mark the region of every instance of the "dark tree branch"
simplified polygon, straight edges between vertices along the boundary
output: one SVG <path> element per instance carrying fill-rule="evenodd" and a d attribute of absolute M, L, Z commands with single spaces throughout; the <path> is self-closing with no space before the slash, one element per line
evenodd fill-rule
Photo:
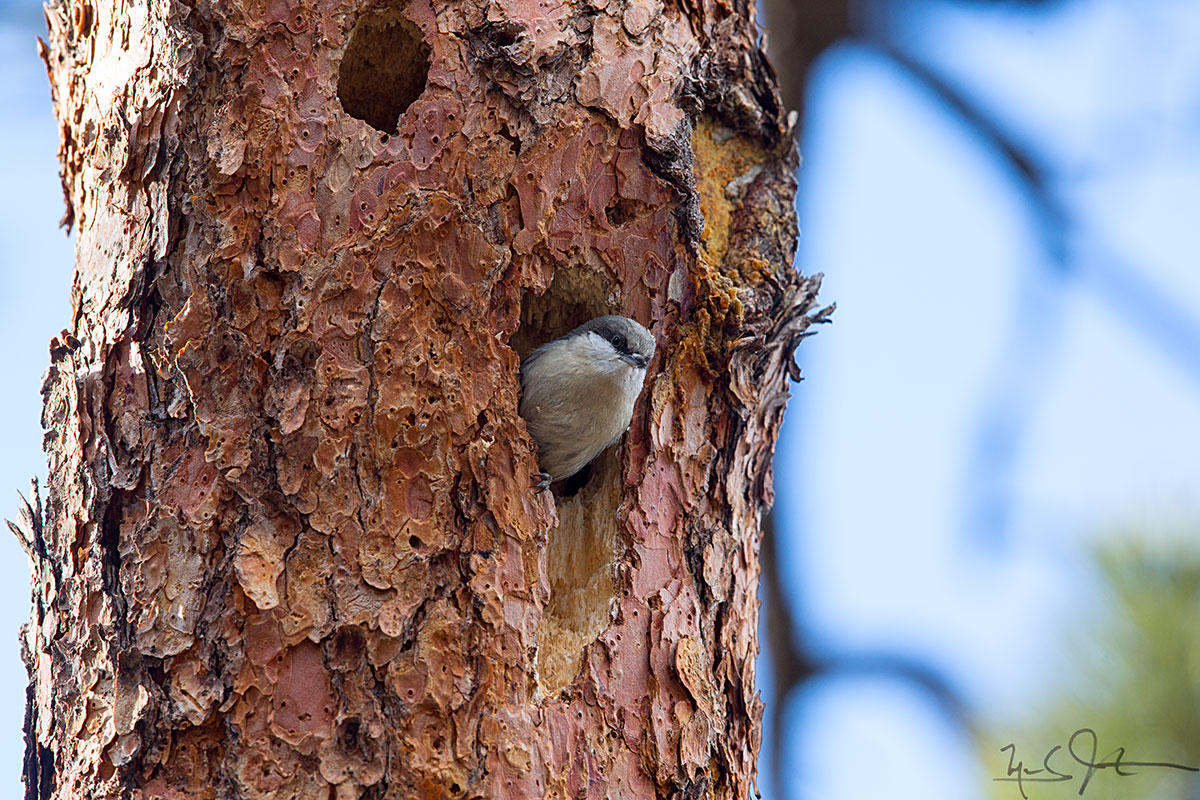
<path fill-rule="evenodd" d="M 766 589 L 767 642 L 771 648 L 775 672 L 775 714 L 771 726 L 771 774 L 777 791 L 786 795 L 784 781 L 783 703 L 791 691 L 816 678 L 885 678 L 914 686 L 967 734 L 974 736 L 970 708 L 950 681 L 920 659 L 883 650 L 843 653 L 816 657 L 803 645 L 795 644 L 798 630 L 791 604 L 783 594 L 779 579 L 778 529 L 775 512 L 763 520 L 762 566 Z"/>
<path fill-rule="evenodd" d="M 976 4 L 986 5 L 984 0 Z M 1024 0 L 1022 5 L 1048 7 L 1057 0 Z M 786 107 L 805 111 L 804 92 L 817 58 L 830 46 L 856 40 L 880 52 L 930 91 L 948 113 L 978 137 L 1010 170 L 1031 211 L 1031 220 L 1047 258 L 1023 271 L 1009 341 L 992 371 L 987 397 L 977 423 L 965 492 L 969 498 L 968 528 L 997 539 L 1007 527 L 1011 505 L 1007 476 L 1020 455 L 1021 441 L 1037 406 L 1037 396 L 1054 364 L 1056 343 L 1065 311 L 1063 282 L 1086 285 L 1118 317 L 1172 357 L 1193 377 L 1200 378 L 1200 322 L 1169 294 L 1143 278 L 1139 271 L 1114 257 L 1093 257 L 1076 269 L 1069 247 L 1078 238 L 1078 223 L 1055 191 L 1051 168 L 1019 144 L 978 103 L 934 69 L 887 39 L 886 11 L 899 3 L 858 7 L 851 0 L 765 0 L 768 50 L 774 60 Z M 866 10 L 864 10 L 866 9 Z M 883 19 L 868 30 L 872 16 Z M 1094 236 L 1091 238 L 1095 238 Z M 1077 260 L 1077 259 L 1076 259 Z M 1042 275 L 1038 272 L 1042 271 Z M 1047 278 L 1050 280 L 1047 281 Z M 969 708 L 960 693 L 931 666 L 907 655 L 865 652 L 814 657 L 794 637 L 798 628 L 784 596 L 773 515 L 764 521 L 762 548 L 766 639 L 771 648 L 776 681 L 772 725 L 772 770 L 781 793 L 782 747 L 785 740 L 783 701 L 791 690 L 813 678 L 883 677 L 918 687 L 948 719 L 975 733 Z"/>
<path fill-rule="evenodd" d="M 764 0 L 762 9 L 784 108 L 800 112 L 803 127 L 808 74 L 822 53 L 851 34 L 851 2 Z"/>

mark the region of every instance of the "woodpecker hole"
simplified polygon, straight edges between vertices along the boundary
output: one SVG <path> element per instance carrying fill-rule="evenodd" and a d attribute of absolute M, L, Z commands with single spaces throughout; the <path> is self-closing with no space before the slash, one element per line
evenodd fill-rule
<path fill-rule="evenodd" d="M 509 346 L 524 358 L 530 350 L 579 327 L 593 317 L 617 313 L 607 278 L 580 266 L 559 267 L 550 288 L 521 297 L 521 327 Z"/>
<path fill-rule="evenodd" d="M 589 319 L 616 313 L 616 296 L 599 272 L 580 266 L 560 267 L 550 288 L 540 295 L 526 292 L 521 298 L 521 327 L 509 346 L 524 359 L 531 350 L 569 333 Z M 573 497 L 592 478 L 584 467 L 551 486 L 556 498 Z"/>
<path fill-rule="evenodd" d="M 429 46 L 397 9 L 359 18 L 338 70 L 346 113 L 376 130 L 397 133 L 400 115 L 425 91 Z"/>
<path fill-rule="evenodd" d="M 558 527 L 546 542 L 550 602 L 538 626 L 538 680 L 549 697 L 575 680 L 588 645 L 613 621 L 624 551 L 620 450 L 602 453 L 592 480 L 556 501 Z"/>
<path fill-rule="evenodd" d="M 509 341 L 524 358 L 593 317 L 619 310 L 602 272 L 563 266 L 541 295 L 521 300 L 521 327 Z M 578 474 L 551 487 L 558 527 L 546 542 L 550 601 L 538 627 L 538 680 L 556 696 L 579 674 L 587 647 L 612 624 L 618 568 L 624 553 L 617 507 L 621 450 L 616 444 Z"/>

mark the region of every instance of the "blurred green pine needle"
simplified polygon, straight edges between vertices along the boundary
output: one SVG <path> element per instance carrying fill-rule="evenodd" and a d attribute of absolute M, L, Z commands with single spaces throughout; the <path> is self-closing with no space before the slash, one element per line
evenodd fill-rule
<path fill-rule="evenodd" d="M 1047 663 L 1059 666 L 1049 678 L 1044 703 L 1033 721 L 990 725 L 984 743 L 988 778 L 1009 768 L 1012 742 L 1017 759 L 1036 770 L 1055 745 L 1050 761 L 1073 780 L 1026 782 L 1030 800 L 1079 797 L 1086 768 L 1066 752 L 1072 733 L 1091 728 L 1098 760 L 1159 761 L 1200 767 L 1200 530 L 1178 533 L 1125 532 L 1107 537 L 1086 554 L 1094 595 L 1067 615 L 1062 640 L 1047 643 Z M 1061 653 L 1057 652 L 1061 649 Z M 1055 652 L 1052 652 L 1055 651 Z M 1013 728 L 1016 728 L 1015 730 Z M 1083 738 L 1077 750 L 1090 740 Z M 1200 774 L 1174 769 L 1129 767 L 1095 772 L 1083 795 L 1089 800 L 1195 800 Z M 1038 775 L 1036 777 L 1042 777 Z M 1019 800 L 1016 783 L 989 780 L 988 796 Z"/>

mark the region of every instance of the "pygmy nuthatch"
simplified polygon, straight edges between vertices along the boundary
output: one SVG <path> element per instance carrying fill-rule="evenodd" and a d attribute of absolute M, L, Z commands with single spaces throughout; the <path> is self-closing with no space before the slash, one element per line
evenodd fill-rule
<path fill-rule="evenodd" d="M 650 331 L 613 315 L 525 356 L 520 412 L 550 480 L 569 478 L 621 438 L 653 356 Z"/>

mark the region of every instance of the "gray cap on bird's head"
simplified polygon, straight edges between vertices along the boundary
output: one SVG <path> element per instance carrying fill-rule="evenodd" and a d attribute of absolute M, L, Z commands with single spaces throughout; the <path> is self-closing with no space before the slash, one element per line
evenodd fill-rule
<path fill-rule="evenodd" d="M 595 333 L 613 346 L 623 359 L 636 367 L 645 368 L 654 358 L 654 336 L 629 317 L 606 314 L 580 325 L 567 336 Z"/>

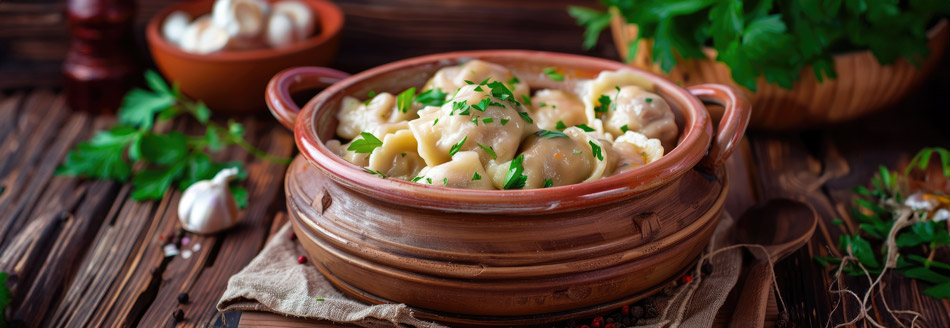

=== PROBLEM TO SOLVE ===
Would you transcribe all of the entries above exactly, minus the images?

=== PROBLEM SOLUTION ===
mark the region of every instance of the "dark tree branch"
simplified polygon, straight edges between vertices along the boundary
output: one SVG <path> element per instance carrying fill-rule="evenodd" and a d attribute of absolute M, L, Z commands with single spaces throughout; the <path> is self-closing with no space before the slash, one element per line
evenodd fill-rule
Photo:
<path fill-rule="evenodd" d="M 766 589 L 767 642 L 771 648 L 775 672 L 775 714 L 771 726 L 771 774 L 777 791 L 786 795 L 784 781 L 783 703 L 791 691 L 816 678 L 885 678 L 914 686 L 967 734 L 974 736 L 970 708 L 950 681 L 920 659 L 883 650 L 843 653 L 816 657 L 803 645 L 795 644 L 798 630 L 791 604 L 783 594 L 779 579 L 778 529 L 775 512 L 763 520 L 762 566 Z"/>
<path fill-rule="evenodd" d="M 976 4 L 986 5 L 984 0 Z M 1024 0 L 1022 5 L 1048 7 L 1057 0 Z M 786 107 L 805 111 L 804 92 L 817 58 L 830 46 L 856 40 L 880 52 L 930 91 L 948 113 L 978 137 L 1010 170 L 1031 211 L 1031 220 L 1047 258 L 1023 271 L 1009 341 L 992 371 L 987 397 L 977 423 L 965 492 L 969 498 L 968 528 L 997 539 L 1007 527 L 1011 505 L 1007 476 L 1020 455 L 1021 441 L 1037 406 L 1037 396 L 1054 364 L 1056 343 L 1065 311 L 1063 282 L 1086 285 L 1118 317 L 1172 357 L 1193 377 L 1200 378 L 1200 322 L 1169 294 L 1143 278 L 1139 271 L 1114 257 L 1093 257 L 1076 269 L 1069 247 L 1078 238 L 1078 223 L 1055 191 L 1051 168 L 1019 144 L 978 103 L 934 69 L 887 39 L 886 11 L 899 3 L 858 7 L 851 0 L 765 0 L 768 50 L 774 60 Z M 866 10 L 864 10 L 866 9 Z M 883 19 L 868 30 L 872 16 Z M 1094 236 L 1091 238 L 1095 238 Z M 1077 260 L 1077 259 L 1076 259 Z M 1042 275 L 1038 272 L 1042 271 Z M 1047 278 L 1050 280 L 1047 281 Z M 969 708 L 960 693 L 931 666 L 907 655 L 865 652 L 814 657 L 794 637 L 798 628 L 784 596 L 773 515 L 764 521 L 762 548 L 766 639 L 771 648 L 776 681 L 772 725 L 772 770 L 781 793 L 782 747 L 785 740 L 783 701 L 791 690 L 813 678 L 883 677 L 918 687 L 948 719 L 975 733 Z"/>
<path fill-rule="evenodd" d="M 764 0 L 762 9 L 784 108 L 800 112 L 803 127 L 808 74 L 822 53 L 851 34 L 851 2 Z"/>

mark the region of every instance of the "woodpecker hole"
simplified polygon, straight edges between vertices along the boundary
output: one SVG <path> element per instance carrying fill-rule="evenodd" and a d attribute of absolute M, L, Z commands with single spaces throughout; the <path> is self-closing with no space before the slash, one element per line
evenodd fill-rule
<path fill-rule="evenodd" d="M 509 346 L 524 358 L 530 350 L 579 327 L 593 317 L 617 313 L 607 278 L 580 266 L 559 267 L 550 288 L 521 297 L 521 327 Z"/>
<path fill-rule="evenodd" d="M 589 319 L 616 313 L 616 296 L 599 272 L 580 266 L 560 267 L 550 288 L 540 295 L 526 292 L 521 298 L 521 327 L 509 346 L 524 359 L 531 350 L 569 333 Z M 573 497 L 592 478 L 584 467 L 551 486 L 556 498 Z"/>
<path fill-rule="evenodd" d="M 429 46 L 397 9 L 359 18 L 338 70 L 346 113 L 376 130 L 397 133 L 400 115 L 425 91 Z"/>
<path fill-rule="evenodd" d="M 558 527 L 546 542 L 550 602 L 538 626 L 538 680 L 549 697 L 575 680 L 588 645 L 613 621 L 624 551 L 620 450 L 602 453 L 592 480 L 556 501 Z"/>
<path fill-rule="evenodd" d="M 509 341 L 524 358 L 593 317 L 619 310 L 602 272 L 563 266 L 541 295 L 521 300 L 521 327 Z M 578 474 L 551 487 L 558 527 L 546 542 L 550 601 L 538 627 L 538 680 L 556 696 L 579 674 L 587 647 L 612 624 L 618 568 L 624 553 L 617 507 L 621 450 L 616 444 Z"/>

mark the region of every instance of the "blurred green pine needle"
simplified polygon, straight edges between vertices along the boundary
output: one SVG <path> element per instance carrying fill-rule="evenodd" and a d attribute of absolute M, L, Z commands with single spaces throughout; the <path> is self-closing with no space before the slash, one element per line
evenodd fill-rule
<path fill-rule="evenodd" d="M 1047 663 L 1059 666 L 1049 678 L 1044 703 L 1033 721 L 990 725 L 984 743 L 988 778 L 1009 768 L 1012 742 L 1017 759 L 1036 770 L 1055 745 L 1050 761 L 1073 780 L 1026 782 L 1030 800 L 1079 797 L 1086 768 L 1066 752 L 1072 733 L 1091 728 L 1098 760 L 1159 761 L 1200 767 L 1200 530 L 1178 533 L 1125 532 L 1107 537 L 1086 554 L 1094 595 L 1067 615 L 1062 640 L 1047 643 Z M 1061 653 L 1057 652 L 1061 649 Z M 1055 652 L 1052 652 L 1055 651 Z M 1013 728 L 1016 728 L 1015 730 Z M 1083 738 L 1077 750 L 1090 740 Z M 1200 774 L 1174 769 L 1129 767 L 1095 772 L 1083 795 L 1089 800 L 1195 800 Z M 1038 775 L 1036 777 L 1042 777 Z M 1019 800 L 1016 783 L 989 780 L 988 796 Z"/>

mark the region of every instance of the "pygmy nuthatch"
simplified polygon, straight edges between vertices along the boundary
output: one SVG <path> element per instance carrying fill-rule="evenodd" and a d attribute of absolute M, L, Z commands with single spaces throughout; the <path> is self-closing with no space before the slash, one element per line
evenodd fill-rule
<path fill-rule="evenodd" d="M 650 331 L 613 315 L 525 356 L 520 412 L 550 480 L 569 478 L 621 438 L 653 356 Z"/>

mark the region of every instance of the "gray cap on bird's head"
simplified polygon, straight edges between vertices along the boundary
output: one SVG <path> element per instance carrying fill-rule="evenodd" and a d attribute of absolute M, L, Z commands with single spaces throughout; the <path> is self-closing with no space before the slash, one element per line
evenodd fill-rule
<path fill-rule="evenodd" d="M 595 333 L 613 346 L 623 359 L 636 367 L 645 368 L 654 358 L 654 336 L 629 317 L 606 314 L 580 325 L 567 336 Z"/>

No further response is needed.